▸ **Exercise requirements**
If an entry includes an image, drop the image and copy the rest verbatim.
'''
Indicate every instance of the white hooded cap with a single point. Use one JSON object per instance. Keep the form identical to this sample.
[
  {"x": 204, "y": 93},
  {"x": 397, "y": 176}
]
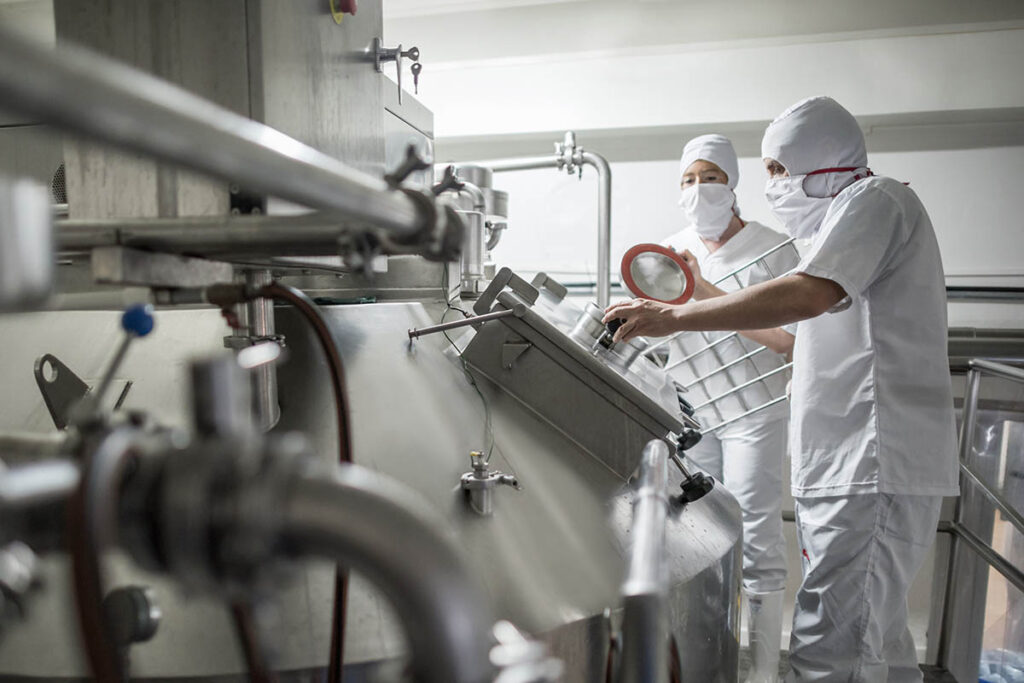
'''
▸ **Written solution**
Indicate every instance of the white hooded cap with a single point. Use one JSON object per instance. Keep the form identical to this sample.
[
  {"x": 204, "y": 93},
  {"x": 397, "y": 176}
]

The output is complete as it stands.